SOURCE TEXT
--
Proceedings of the XLV Italian Society of Agricultural Genetics - SIGA Annual Congress

Salsomaggiore Terme, Italy - 26/29 September, 2001

ISBN 88-900622-1-5


Poster Abstract







Dipartimento di Anatomia Patologica e di Genetica - Università di Bari, Via Amendola 165/A, 70126 BARI


T cell receptor, TRGC genes, Sheep, Cow, Exon-intron organization


Recent studies in ruminants have revealed that the rule of alfa/beta and gamma/delta TcR does not apply to all mammals since a large and sometimes predominant fraction of T cells in sheep and bovine expresses the gamma/delta TcR. Moreover, in addition to this striking difference between the relative usage of the two types of TcR in these divergent species, the gamma chain complex differs at the structural level. In fact, sheep and bovine contain five functional TRGC genes, isolated as cDNA, all of which are related to each other by sequence, and, at a lower level, to their human and mouse homologues. On the contrary humans contain two TRGC genes and mouse three TRGC genes respectively. The ovine and bovine TcR gamma chains contain the longest hinge region of any TcR gamma chain described so far. In addition the sheep hinge regions are notably heterogeneous ranging in length from 24 to 75 amino acids. Some residues are conserved among all sequences, including the four most membrane-proximal  ones (SAYY) and a cystein residue. In the extreme distal region of the connecting peptide, each chain, Cgamma1, Cgamma2 and Cgamma4, contains two additional cystein residues at conserved positions. Thus although the essential structure of the gamma chain appears to be well conserved through evolution, the marker of heterogeneity, evident in the hinge region of the chain both within and between species, may be of structural and functional importance.
--
WHAT YOU NEED TO DO
In the poster abstract on ruminant TRGC genes, what range of lengths do the sheep hinge regions span?

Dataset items
--
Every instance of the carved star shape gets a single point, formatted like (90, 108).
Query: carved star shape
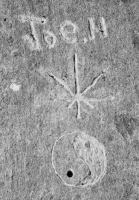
(79, 97)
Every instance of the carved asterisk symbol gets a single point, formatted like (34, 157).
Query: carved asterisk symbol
(79, 97)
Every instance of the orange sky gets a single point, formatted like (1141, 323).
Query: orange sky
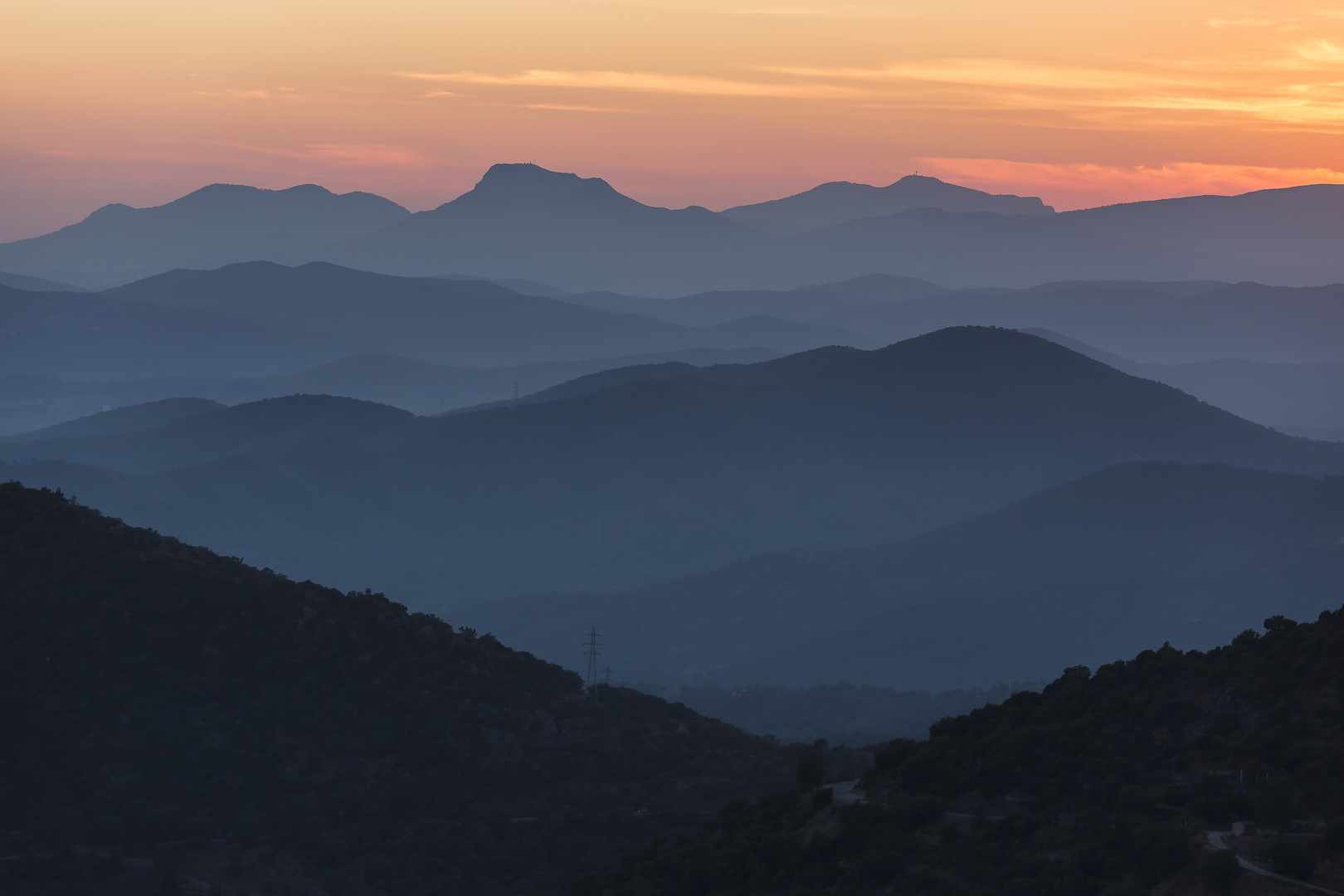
(675, 102)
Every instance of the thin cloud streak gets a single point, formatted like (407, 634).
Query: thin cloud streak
(639, 82)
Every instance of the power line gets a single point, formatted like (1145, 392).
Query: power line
(592, 653)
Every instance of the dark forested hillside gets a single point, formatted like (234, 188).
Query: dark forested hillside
(194, 715)
(1101, 785)
(661, 477)
(1085, 572)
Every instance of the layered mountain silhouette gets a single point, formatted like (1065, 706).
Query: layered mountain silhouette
(1292, 398)
(1146, 323)
(32, 403)
(257, 427)
(134, 418)
(806, 305)
(38, 284)
(1086, 572)
(442, 321)
(260, 319)
(841, 201)
(644, 480)
(214, 226)
(578, 234)
(90, 336)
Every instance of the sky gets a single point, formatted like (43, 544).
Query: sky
(710, 102)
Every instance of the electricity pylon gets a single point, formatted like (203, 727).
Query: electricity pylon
(592, 653)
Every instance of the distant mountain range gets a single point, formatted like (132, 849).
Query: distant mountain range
(1088, 572)
(1300, 399)
(30, 405)
(637, 477)
(216, 226)
(260, 319)
(257, 329)
(523, 222)
(841, 201)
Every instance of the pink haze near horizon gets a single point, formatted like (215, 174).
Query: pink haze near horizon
(710, 102)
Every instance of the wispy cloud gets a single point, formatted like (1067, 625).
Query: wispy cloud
(251, 93)
(562, 108)
(637, 80)
(363, 155)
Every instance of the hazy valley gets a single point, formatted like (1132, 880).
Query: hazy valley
(854, 489)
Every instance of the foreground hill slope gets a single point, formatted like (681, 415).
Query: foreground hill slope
(1081, 574)
(1098, 786)
(246, 730)
(655, 479)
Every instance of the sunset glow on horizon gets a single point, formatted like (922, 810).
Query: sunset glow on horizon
(711, 102)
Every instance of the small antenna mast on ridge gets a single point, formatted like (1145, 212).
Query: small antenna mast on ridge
(592, 653)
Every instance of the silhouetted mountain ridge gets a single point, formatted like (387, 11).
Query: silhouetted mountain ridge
(236, 715)
(841, 201)
(647, 480)
(1079, 574)
(1118, 774)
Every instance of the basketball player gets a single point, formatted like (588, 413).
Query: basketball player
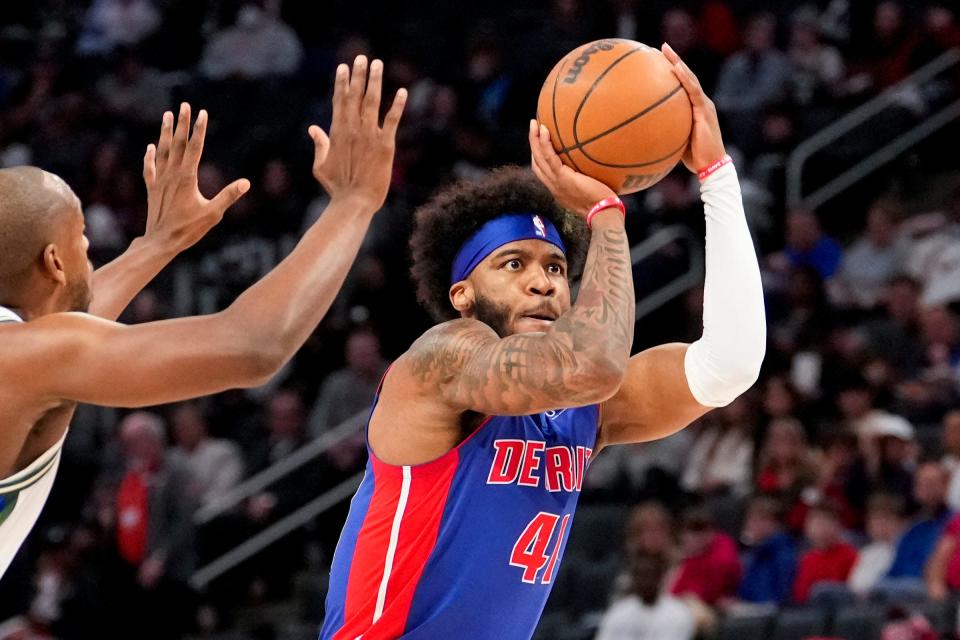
--
SOLVED PROBLEM
From 24 to 75 amino acids.